## BEGIN TEXT EXTRACT

General and Administrative Expenses

 

General and administrative expenses consist of salary and benefit expenses, travel and entertainment expenses for executive and administrative staff, rent and utilities, professional fees, insurance, and amortization and depreciation expense. General and administrative costs are expensed as incurred.

 

Stock-Based Compensation

 

The Company recognizes as compensation expense all stock-based awards issued to employees. The compensation cost is measured based on the grant-date fair value of the related stock-based awards and is recognized over the service period of stock-based awards, which is generally the same as the vesting period. The fair value of stock options is determined using the Black-Scholes valuation model, which estimates the fair value of each award on the date of grant based on a variety of assumptions including expected stock price volatility, expected terms of the awards, risk-free interest rate, and dividend rates, if applicable. Stock-based awards issued to nonemployees are recorded at fair value on the measurement date and are subject to periodic market adjustments at the end of each reporting period and as the underlying stock-based awards vest.

## END TEXT EXTRACT

● EXERCISE GOAL:
Copy the part of the accounting policy text starting at "Stock-Based Compensation" and ending at "stock-based awards vest.", word for word.

## BEGIN SUPPLIED INFORMATION

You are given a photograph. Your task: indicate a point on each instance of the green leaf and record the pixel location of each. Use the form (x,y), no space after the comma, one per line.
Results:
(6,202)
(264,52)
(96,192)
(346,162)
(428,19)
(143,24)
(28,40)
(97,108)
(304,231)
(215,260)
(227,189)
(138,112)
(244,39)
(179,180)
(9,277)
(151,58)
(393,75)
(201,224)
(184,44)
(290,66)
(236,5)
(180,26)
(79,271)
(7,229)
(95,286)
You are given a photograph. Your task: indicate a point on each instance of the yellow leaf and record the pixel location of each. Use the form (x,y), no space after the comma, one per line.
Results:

## END SUPPLIED INFORMATION

● EXERCISE ANSWER:
Stock-Based Compensation

 

The Company recognizes as compensation expense all stock-based awards issued to employees. The compensation cost is measured based on the grant-date fair value of the related stock-based awards and is recognized over the service period of stock-based awards, which is generally the same as the vesting period. The fair value of stock options is determined using the Black-Scholes valuation model, which estimates the fair value of each award on the date of grant based on a variety of assumptions including expected stock price volatility, expected terms of the awards, risk-free interest rate, and dividend rates, if applicable. Stock-based awards issued to nonemployees are recorded at fair value on the measurement date and are subject to periodic market adjustments at the end of each reporting period and as the underlying stock-based awards vest.